WRITTEN INSTRUCTION => In your copy, leave out the pictures and repeat the entries below exactly.

DATA PROVIDED =>
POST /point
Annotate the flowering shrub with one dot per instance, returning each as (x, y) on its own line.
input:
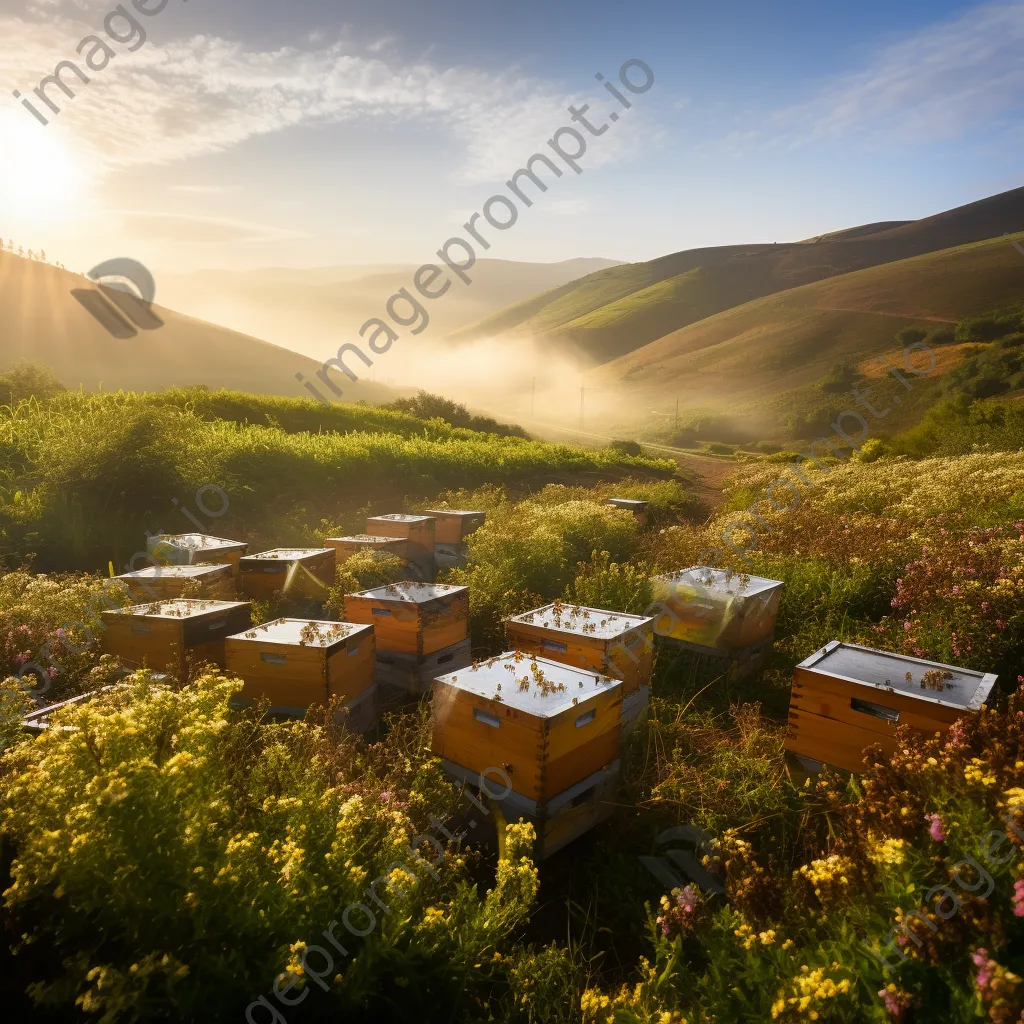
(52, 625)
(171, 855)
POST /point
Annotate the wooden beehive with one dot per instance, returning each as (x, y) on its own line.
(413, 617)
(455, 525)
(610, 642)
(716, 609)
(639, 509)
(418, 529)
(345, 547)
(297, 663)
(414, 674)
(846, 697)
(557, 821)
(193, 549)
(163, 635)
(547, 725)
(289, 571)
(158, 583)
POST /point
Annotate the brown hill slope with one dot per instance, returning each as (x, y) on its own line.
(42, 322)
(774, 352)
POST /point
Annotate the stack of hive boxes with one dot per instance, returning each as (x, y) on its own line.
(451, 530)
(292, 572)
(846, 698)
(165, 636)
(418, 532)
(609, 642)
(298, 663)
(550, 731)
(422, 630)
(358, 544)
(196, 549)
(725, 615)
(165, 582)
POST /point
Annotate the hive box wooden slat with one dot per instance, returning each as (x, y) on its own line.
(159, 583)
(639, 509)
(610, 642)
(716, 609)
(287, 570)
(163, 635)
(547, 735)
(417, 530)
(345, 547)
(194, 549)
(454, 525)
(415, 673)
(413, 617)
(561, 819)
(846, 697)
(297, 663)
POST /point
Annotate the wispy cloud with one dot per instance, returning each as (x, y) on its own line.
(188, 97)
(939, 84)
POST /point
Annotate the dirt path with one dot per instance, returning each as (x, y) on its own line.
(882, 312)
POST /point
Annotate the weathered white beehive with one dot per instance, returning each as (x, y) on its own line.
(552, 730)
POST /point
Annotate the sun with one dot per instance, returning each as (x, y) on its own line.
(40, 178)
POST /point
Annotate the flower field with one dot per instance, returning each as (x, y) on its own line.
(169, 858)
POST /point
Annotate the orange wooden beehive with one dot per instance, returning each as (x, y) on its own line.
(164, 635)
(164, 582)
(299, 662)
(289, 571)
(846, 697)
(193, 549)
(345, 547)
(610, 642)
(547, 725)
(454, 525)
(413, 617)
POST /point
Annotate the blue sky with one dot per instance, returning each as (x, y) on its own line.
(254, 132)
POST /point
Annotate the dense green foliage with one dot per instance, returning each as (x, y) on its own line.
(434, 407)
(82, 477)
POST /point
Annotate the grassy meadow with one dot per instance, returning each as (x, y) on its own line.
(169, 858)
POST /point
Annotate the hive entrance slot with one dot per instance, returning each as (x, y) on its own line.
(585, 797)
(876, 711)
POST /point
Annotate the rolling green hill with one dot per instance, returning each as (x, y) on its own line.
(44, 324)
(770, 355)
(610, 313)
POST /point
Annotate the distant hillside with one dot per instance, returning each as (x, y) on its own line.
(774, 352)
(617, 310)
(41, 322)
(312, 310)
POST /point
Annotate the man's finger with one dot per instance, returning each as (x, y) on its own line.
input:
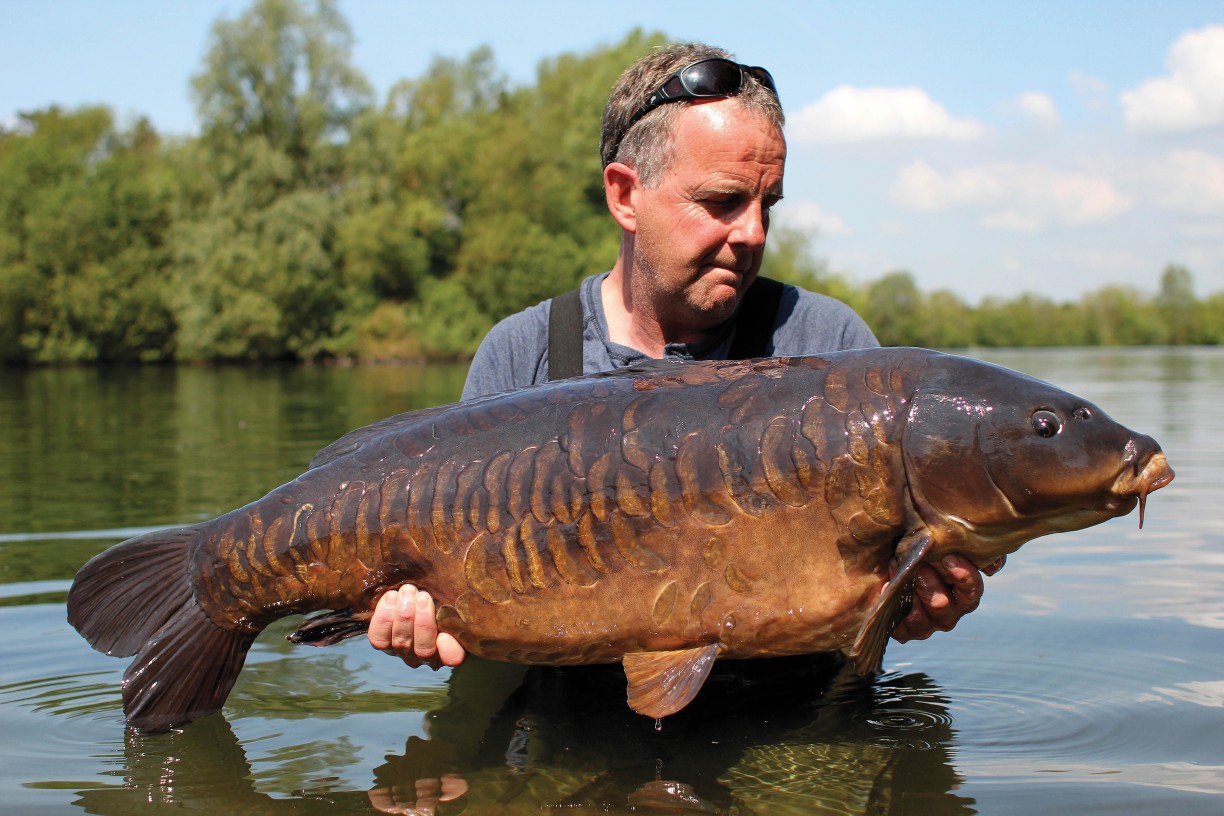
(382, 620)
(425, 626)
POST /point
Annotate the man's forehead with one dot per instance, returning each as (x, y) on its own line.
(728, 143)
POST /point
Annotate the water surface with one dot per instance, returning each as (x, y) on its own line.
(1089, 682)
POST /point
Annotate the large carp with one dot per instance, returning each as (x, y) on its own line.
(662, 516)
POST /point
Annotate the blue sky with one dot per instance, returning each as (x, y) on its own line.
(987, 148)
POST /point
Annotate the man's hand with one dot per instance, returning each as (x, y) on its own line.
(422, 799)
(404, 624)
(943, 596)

THE RESPONSE =>
POST /point
Annotate the flowering shrub with one dot per instance, returning each as (x, y) on its own line.
input:
(52, 625)
(171, 855)
POST /point
Annotate the wooden beehive with one dot per instance, returning each as (x, y) on its own line.
(413, 617)
(455, 525)
(610, 642)
(716, 609)
(639, 509)
(418, 529)
(345, 547)
(297, 663)
(414, 674)
(846, 697)
(557, 821)
(193, 549)
(163, 635)
(547, 725)
(289, 571)
(158, 583)
POST /point
Annotate the brown hill slope with one dot per instance, returning each as (x, y) on its own line.
(42, 322)
(774, 352)
POST /point
Annotate the stack of hive boxes with one dot per instance, returning each as (x, y) on its own line.
(451, 530)
(292, 572)
(846, 698)
(165, 636)
(418, 532)
(609, 642)
(298, 663)
(550, 731)
(422, 630)
(358, 544)
(196, 549)
(725, 615)
(165, 582)
POST /point
Annotate the hive box wooden slat with one dot per instance, returning each as (x, y) on its own line.
(159, 583)
(639, 509)
(610, 642)
(716, 609)
(287, 570)
(163, 635)
(547, 735)
(417, 530)
(345, 547)
(194, 549)
(454, 525)
(415, 673)
(413, 617)
(561, 819)
(846, 697)
(297, 663)
POST /point
Annotate the wispy cloud with one dot per instance, returning each as (x, y) on its own line.
(188, 97)
(939, 84)
POST /point
Annotate the dirt path with one dot per instance, returning each as (x, y) on its own line.
(882, 312)
POST /point
Annotate the weathered white beehive with one dot per instance, returning each as (x, y) on its own line.
(552, 730)
POST /point
Annotate the sun with one dot per instance, returning each as (x, y) on its own line.
(40, 178)
POST /point
Annotate the flower field with one dot per instance, returning each as (x, y) on its own line.
(169, 858)
POST /point
Annotate the orange wooden beehive with one dot per instance, returning each as (x, y) on its own line.
(164, 635)
(164, 582)
(299, 662)
(289, 571)
(846, 697)
(193, 549)
(345, 547)
(610, 642)
(547, 725)
(454, 525)
(413, 617)
POST /point
Annotate the blue sky with one dot per instance, returning each as (x, y) on its own line.
(254, 132)
POST /point
Annotate the dense green foliage with one dot per instance, returning each as (x, y) on its own line.
(434, 407)
(82, 477)
POST /point
Annotate the grassy meadow with one dot per instance, returning each as (x, y) on its own line.
(169, 858)
POST /point
Annotate the hive entrance slot with one dot per instance, returning each as (x, y) on its own line.
(585, 797)
(876, 711)
POST /point
Annotate the rolling green hill with one dot per instance, returning each as (x, y) on its own line.
(44, 324)
(770, 355)
(610, 313)
POST /point
Annotate the distant hillside with one dot per instance, returning each as (x, y) on its own line.
(774, 352)
(617, 310)
(41, 322)
(312, 310)
POST /point
Annotate the man's finger with one dot per instance, returning each as (x, y) on its own line.
input:
(382, 620)
(425, 626)
POST /point
Annotate the man's forehead with one dot per instance, returning each as (x, y) on its own line.
(728, 143)
POST /point
Annotate the water surface with one dot per instance, returning each as (x, y) on its own line.
(1089, 682)
POST /point
Annotate the large carp with one dot per instance, returning each as (x, y) on its own line.
(662, 516)
POST /point
Annotate the blue sky with one dot per instance, returning each as (x, y) on its own line.
(987, 148)
POST /point
Annotate the man's hand with one dot per instance, returning each as (x, y) on its own line.
(422, 799)
(404, 624)
(943, 596)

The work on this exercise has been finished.